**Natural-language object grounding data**
....

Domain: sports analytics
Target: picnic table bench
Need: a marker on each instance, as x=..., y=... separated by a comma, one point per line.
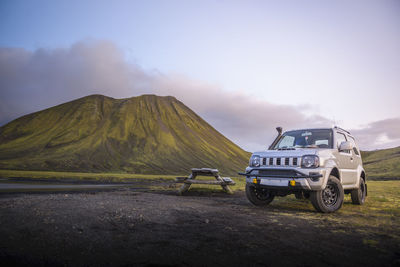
x=224, y=182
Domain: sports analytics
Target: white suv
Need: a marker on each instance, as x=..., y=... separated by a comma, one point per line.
x=320, y=164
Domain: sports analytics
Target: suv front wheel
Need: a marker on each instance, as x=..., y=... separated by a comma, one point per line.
x=329, y=199
x=258, y=196
x=358, y=195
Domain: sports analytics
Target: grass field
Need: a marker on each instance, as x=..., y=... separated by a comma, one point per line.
x=379, y=217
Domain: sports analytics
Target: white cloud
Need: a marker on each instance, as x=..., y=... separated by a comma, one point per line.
x=31, y=81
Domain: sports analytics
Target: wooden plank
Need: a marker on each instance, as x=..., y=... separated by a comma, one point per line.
x=192, y=181
x=180, y=179
x=205, y=171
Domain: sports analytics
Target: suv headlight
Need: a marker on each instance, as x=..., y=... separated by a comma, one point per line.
x=254, y=161
x=310, y=161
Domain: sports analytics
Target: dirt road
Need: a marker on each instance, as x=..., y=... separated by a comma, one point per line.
x=127, y=227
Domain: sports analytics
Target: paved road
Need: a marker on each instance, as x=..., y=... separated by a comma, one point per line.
x=35, y=186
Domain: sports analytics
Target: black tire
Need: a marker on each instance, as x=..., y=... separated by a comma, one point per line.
x=302, y=195
x=259, y=196
x=299, y=195
x=358, y=195
x=331, y=198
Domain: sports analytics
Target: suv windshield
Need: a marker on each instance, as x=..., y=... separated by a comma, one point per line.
x=315, y=138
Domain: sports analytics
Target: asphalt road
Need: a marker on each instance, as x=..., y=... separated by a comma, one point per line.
x=127, y=227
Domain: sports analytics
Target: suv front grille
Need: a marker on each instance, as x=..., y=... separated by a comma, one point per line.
x=277, y=172
x=278, y=161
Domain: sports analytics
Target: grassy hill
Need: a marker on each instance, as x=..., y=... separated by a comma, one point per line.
x=383, y=163
x=147, y=134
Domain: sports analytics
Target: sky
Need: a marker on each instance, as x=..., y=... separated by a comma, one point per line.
x=244, y=66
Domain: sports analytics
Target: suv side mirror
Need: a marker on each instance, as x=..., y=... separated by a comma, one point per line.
x=346, y=145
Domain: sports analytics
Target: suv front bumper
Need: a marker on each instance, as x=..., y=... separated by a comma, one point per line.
x=287, y=178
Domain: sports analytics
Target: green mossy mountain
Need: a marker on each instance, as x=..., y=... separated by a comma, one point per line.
x=382, y=164
x=147, y=134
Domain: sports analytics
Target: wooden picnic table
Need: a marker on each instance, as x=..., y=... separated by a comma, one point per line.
x=224, y=182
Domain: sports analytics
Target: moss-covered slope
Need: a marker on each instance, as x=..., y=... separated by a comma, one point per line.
x=147, y=134
x=383, y=163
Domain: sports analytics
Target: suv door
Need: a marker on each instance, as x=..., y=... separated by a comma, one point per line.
x=356, y=156
x=345, y=161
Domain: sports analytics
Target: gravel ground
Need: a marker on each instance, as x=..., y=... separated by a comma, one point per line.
x=127, y=227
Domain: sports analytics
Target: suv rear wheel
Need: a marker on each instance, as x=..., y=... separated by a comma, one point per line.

....

**YOUR OBJECTIVE**
Return every line above verbatim, pictures excluded.

**RESULT OF THIS EXERCISE**
Domain: sports analytics
Target: picnic table bench
Need: a marker on each instance, as x=..., y=... separated by a comma, one point per line.
x=224, y=182
Domain: sports analytics
Target: white suv
Need: a marker on each instance, as x=..., y=... separated by a comma, one point per line.
x=320, y=164
Domain: sports analytics
Target: suv front wheel
Need: a marker on each instance, as x=..., y=... separated by a comma, one point per line.
x=329, y=199
x=258, y=196
x=358, y=195
Domain: sports analytics
Target: grass field
Need: a marker on each instance, as x=..., y=... separated by a comma, one point per line.
x=379, y=217
Domain: sports analytics
Target: white cloud
Need: a marker on each instance, as x=..., y=... separated by a comma, one point per line.
x=31, y=81
Domain: sports analytics
Target: wooden plank
Need: a marker on each instance, as x=..., y=... separated by a comma, one point per line.
x=192, y=181
x=180, y=179
x=205, y=171
Domain: sports analytics
Target: suv headlight
Need: a marker on each instance, as x=..., y=... separated by a comma, one point per line.
x=254, y=161
x=310, y=161
Domain: sports analytics
Target: dirt road
Need: a marker on each instance, as x=..., y=... separated by a comma, one point per line.
x=127, y=227
Domain: sports analytics
Target: paved road
Need: a marker on each instance, as x=..., y=... separated by a comma, one point per line.
x=35, y=186
Domain: sports analytics
Target: black tire
Need: a marker on each instance, as x=..., y=... separated by a comma, one point per line.
x=302, y=195
x=259, y=196
x=299, y=195
x=358, y=195
x=331, y=198
Domain: sports analytics
Target: suv windshield
Need: a marker on each instance, as x=..., y=... separated by a comma, one point per line.
x=315, y=138
Domain: sports analytics
Target: asphalt road
Need: a marker on each instance, as x=..., y=... separated by a comma, one point per line.
x=127, y=227
Domain: sports analytics
Target: suv front grille
Need: a marker on each instance, as x=..., y=... separated by a comma, one point per line.
x=277, y=172
x=278, y=161
Domain: sports analytics
Target: grassy hill
Need: a marker on each instance, as x=..., y=... separated by a comma, one point per line.
x=383, y=163
x=147, y=134
Domain: sports analytics
Target: sky
Need: a marker on each instance, as x=..., y=... separated by a comma, one point per line.
x=244, y=66
Domain: sports analytics
Target: suv side mirror
Need: a marker on each instance, as x=..., y=... separated by a comma, one point per line.
x=346, y=145
Domain: sports analytics
Target: suv front bumper
Need: a marker on each instance, as x=..., y=... separated by a comma, one point per line.
x=287, y=178
Domain: sports analytics
Target: green mossy mountain
Need: a marker on each instance, as x=..., y=... separated by a comma, one point per line.
x=382, y=164
x=147, y=134
Domain: sports analytics
Target: wooden picnic table
Need: a marker on each instance, as x=..., y=... separated by a comma, one point per line.
x=224, y=182
Domain: sports analytics
Target: moss-covered slope
Need: a marker on each instance, as x=..., y=... separated by a comma, one point per line.
x=147, y=134
x=383, y=163
Domain: sports analytics
Target: suv door
Need: a marker on each instance, as x=..., y=... separated by a comma, one point per line.
x=356, y=156
x=345, y=161
Domain: sports analytics
Target: gravel ground
Need: a marker on each instance, as x=..., y=... separated by a comma, one point per line.
x=127, y=227
Domain: sports analytics
Target: suv rear wheel
Need: a marker on each instance, as x=..., y=... separated by a comma, one point per line.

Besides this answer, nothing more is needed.